Nunca mais

Persio Isaac

CRÔNICA - Persio Isaac

Data 04/12/2022
Horário 08:09

New York, 29 de janeiro de 1845. A noite vai cobrindo o dia quando o New York Evening Mirror, um dos maiores jornais da cidade, começa a ser distribuído. Foi uma edição histórica, veio publicada pela primeira vez os 108 versos do poema narrativo “O Corvo”, de Edgar Allan Poe. A única frase "Nunca mais" dita pelo Corvo nesse fantástico poema nos leva a refletir sobre o sentido de nossas vidas. 
Ela pode ter um sentido melancólico, numa sensação de perda irreparável como nesse famoso poema. O tempo é infinito, não tendo, portanto, nem início e nem fim, mas sempre queremos que o tempo retorne como se o ontem fosse melhor do que o hoje, e deixamos escapar cada instante do presente para ser vivido intensamente. Essa frase curtinha está presente nas nossas vidas e muitas vezes nos mostra a nossa solidão e o nosso desconforto.

| ENUNCIADO DO EXERCÍCIO |
Devolva a crônica sobre o poema “O Corvo” na íntegra, reproduzindo cada palavra sem nenhuma alteração. Os itens formam um material à parte, independente da crônica.

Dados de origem
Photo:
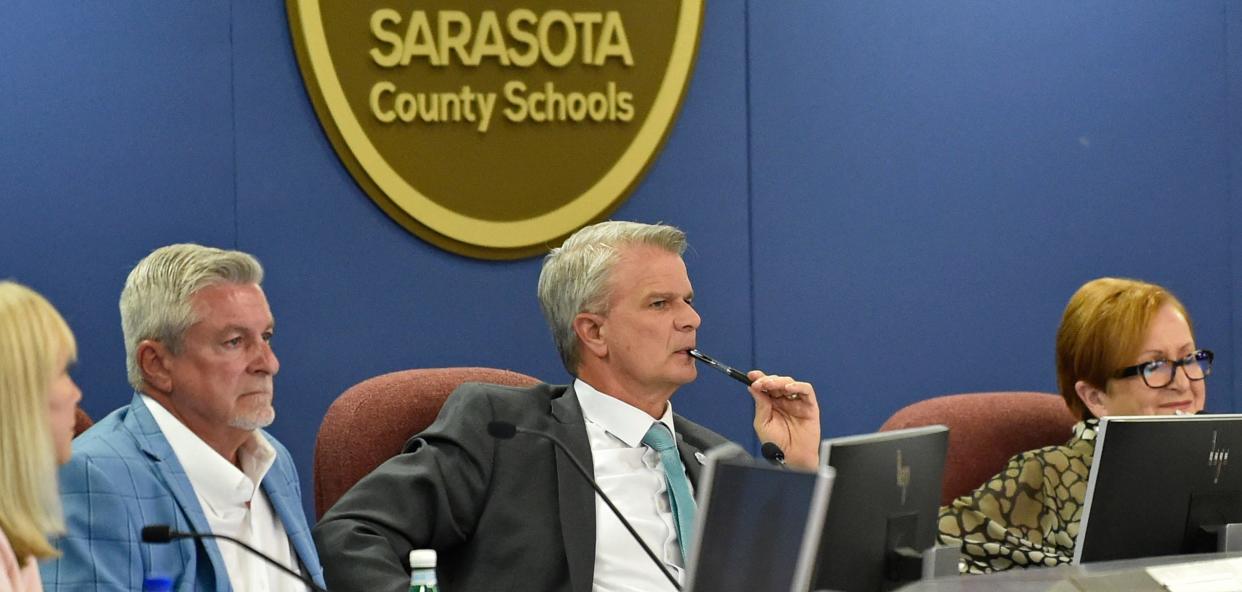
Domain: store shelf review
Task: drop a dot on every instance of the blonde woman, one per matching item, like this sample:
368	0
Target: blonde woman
37	400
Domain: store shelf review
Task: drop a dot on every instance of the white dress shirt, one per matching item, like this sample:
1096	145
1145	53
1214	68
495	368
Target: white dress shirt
631	474
235	504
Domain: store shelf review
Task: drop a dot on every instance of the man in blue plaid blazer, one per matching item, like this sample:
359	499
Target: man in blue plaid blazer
188	451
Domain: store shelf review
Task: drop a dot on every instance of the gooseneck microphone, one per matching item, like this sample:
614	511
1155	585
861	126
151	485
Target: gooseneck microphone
773	453
163	533
506	431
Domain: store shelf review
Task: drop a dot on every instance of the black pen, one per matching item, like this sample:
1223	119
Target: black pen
728	370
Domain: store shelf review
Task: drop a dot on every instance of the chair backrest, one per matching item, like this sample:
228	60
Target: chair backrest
81	421
986	430
371	421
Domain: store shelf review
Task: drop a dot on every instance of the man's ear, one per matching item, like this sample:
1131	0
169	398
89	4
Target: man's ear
1094	399
591	329
154	360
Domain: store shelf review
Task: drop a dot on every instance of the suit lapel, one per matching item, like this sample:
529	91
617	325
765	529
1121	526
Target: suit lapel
691	456
153	443
575	497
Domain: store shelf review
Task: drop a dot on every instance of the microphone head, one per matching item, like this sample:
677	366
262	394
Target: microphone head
502	430
771	452
157	533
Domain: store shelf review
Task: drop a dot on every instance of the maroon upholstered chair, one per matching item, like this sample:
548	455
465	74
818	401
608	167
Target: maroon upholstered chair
371	421
81	421
985	430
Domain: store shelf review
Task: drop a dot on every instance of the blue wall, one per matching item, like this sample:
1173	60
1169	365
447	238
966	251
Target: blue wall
889	199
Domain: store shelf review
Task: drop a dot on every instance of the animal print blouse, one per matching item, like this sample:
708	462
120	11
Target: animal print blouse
1026	515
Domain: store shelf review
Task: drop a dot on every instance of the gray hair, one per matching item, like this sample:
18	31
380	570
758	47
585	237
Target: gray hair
575	276
155	302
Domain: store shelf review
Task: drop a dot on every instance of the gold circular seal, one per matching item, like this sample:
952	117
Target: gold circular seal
498	129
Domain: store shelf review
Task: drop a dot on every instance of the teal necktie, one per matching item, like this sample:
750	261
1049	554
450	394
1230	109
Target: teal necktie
679	497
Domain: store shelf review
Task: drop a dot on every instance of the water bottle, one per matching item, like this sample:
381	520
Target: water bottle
422	571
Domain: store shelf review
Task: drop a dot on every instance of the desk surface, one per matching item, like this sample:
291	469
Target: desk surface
1120	576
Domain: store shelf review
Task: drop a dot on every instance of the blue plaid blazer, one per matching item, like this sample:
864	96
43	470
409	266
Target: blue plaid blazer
124	475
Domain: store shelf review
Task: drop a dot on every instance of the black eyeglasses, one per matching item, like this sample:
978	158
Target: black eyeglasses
1159	374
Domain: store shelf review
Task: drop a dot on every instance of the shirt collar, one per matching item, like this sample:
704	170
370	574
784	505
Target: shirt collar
1087	428
619	418
214	478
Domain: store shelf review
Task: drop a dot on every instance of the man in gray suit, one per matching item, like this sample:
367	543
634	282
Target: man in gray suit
512	514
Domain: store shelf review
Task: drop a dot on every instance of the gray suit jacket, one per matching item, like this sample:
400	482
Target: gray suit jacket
504	515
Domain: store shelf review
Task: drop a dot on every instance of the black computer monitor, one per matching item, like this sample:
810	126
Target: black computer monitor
753	523
1160	485
884	506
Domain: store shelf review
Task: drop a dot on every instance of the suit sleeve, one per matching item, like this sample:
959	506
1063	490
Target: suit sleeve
429	497
101	547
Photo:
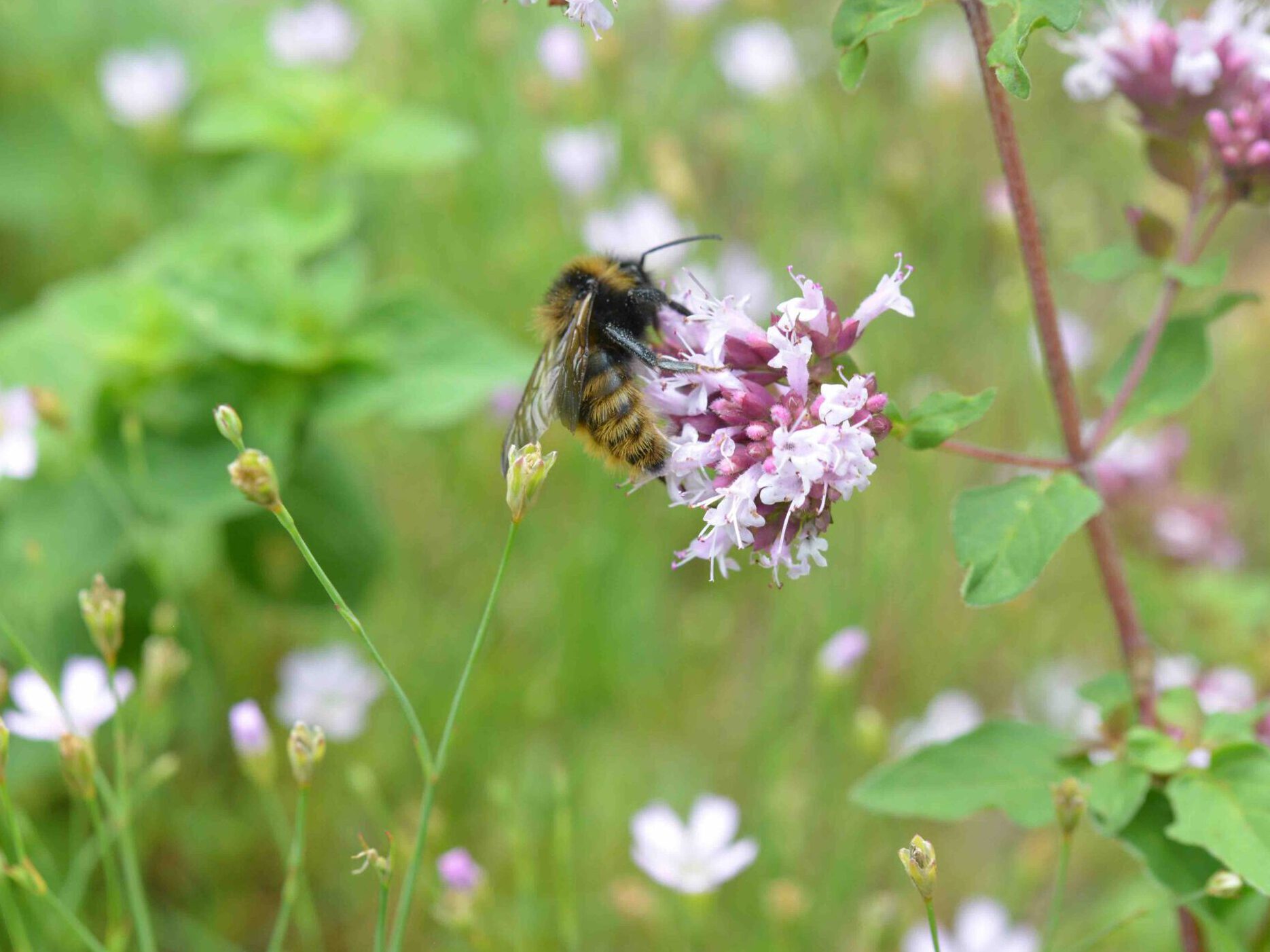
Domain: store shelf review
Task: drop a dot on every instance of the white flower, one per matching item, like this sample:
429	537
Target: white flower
322	33
633	227
949	715
582	158
591	13
1078	342
697	857
18	448
562	54
842	653
887	296
329	686
981	924
759	58
144	86
947	60
87	699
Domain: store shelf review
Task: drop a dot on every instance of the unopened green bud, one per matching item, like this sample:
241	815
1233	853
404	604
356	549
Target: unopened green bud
102	608
255	479
1223	885
79	763
526	471
229	423
372	860
1071	800
306	747
163	664
918	860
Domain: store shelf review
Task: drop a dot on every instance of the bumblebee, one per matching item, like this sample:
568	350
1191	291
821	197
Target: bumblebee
596	319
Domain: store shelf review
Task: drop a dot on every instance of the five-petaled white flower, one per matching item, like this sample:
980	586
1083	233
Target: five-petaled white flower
329	686
697	857
18	450
87	701
322	33
144	86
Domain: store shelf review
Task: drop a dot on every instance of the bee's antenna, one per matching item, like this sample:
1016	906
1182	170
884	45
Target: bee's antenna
678	242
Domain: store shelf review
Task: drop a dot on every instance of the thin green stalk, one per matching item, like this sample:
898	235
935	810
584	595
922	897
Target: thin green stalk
935	926
290	886
113	898
420	740
1055	905
13	921
381	919
134	883
412	873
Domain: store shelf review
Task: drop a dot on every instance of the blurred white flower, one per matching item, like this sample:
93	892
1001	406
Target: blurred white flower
1051	696
322	33
1226	689
945	62
949	715
87	699
329	686
1078	340
691	8
144	86
759	58
697	857
582	158
18	448
591	13
249	731
563	54
981	924
633	227
842	653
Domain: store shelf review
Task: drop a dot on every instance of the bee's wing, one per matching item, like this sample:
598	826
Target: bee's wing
556	384
575	353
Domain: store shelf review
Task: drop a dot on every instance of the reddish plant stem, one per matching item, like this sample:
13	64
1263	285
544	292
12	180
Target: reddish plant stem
1004	456
1133	642
1188	252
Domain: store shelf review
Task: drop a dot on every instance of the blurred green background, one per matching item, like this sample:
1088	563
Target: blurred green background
351	254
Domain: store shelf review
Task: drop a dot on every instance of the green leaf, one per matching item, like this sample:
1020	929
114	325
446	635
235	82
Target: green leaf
856	22
1153	750
1002	765
1226	810
1110	263
1205	273
1006	54
1178	371
943	414
1117	791
1006	534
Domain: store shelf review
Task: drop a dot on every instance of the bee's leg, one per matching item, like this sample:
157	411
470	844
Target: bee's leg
645	354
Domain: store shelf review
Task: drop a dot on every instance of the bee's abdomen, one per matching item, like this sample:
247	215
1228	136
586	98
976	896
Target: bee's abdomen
616	418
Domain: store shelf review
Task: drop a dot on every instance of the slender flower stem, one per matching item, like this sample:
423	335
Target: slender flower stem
1133	642
934	924
1055	905
291	885
403	909
113	898
1004	456
1186	254
420	740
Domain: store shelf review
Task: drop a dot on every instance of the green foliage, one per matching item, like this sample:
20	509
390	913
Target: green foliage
1226	810
1006	534
1006	54
1179	369
856	22
1002	765
940	416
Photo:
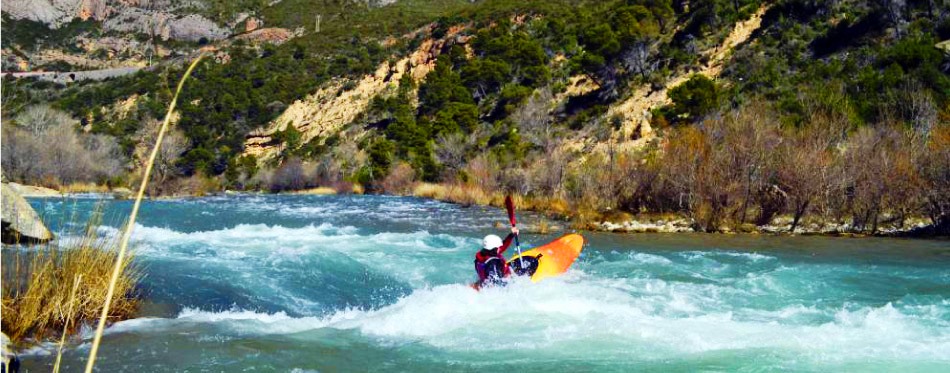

| RESPOSTA COMPLETA |
Nunca mais

Persio Isaac

CRÔNICA - Persio Isaac

Data 04/12/2022
Horário 08:09

New York, 29 de janeiro de 1845. A noite vai cobrindo o dia quando o New York Evening Mirror, um dos maiores jornais da cidade, começa a ser distribuído. Foi uma edição histórica, veio publicada pela primeira vez os 108 versos do poema narrativo “O Corvo”, de Edgar Allan Poe. A única frase "Nunca mais" dita pelo Corvo nesse fantástico poema nos leva a refletir sobre o sentido de nossas vidas. 
Ela pode ter um sentido melancólico, numa sensação de perda irreparável como nesse famoso poema. O tempo é infinito, não tendo, portanto, nem início e nem fim, mas sempre queremos que o tempo retorne como se o ontem fosse melhor do que o hoje, e deixamos escapar cada instante do presente para ser vivido intensamente. Essa frase curtinha está presente nas nossas vidas e muitas vezes nos mostra a nossa solidão e o nosso desconforto.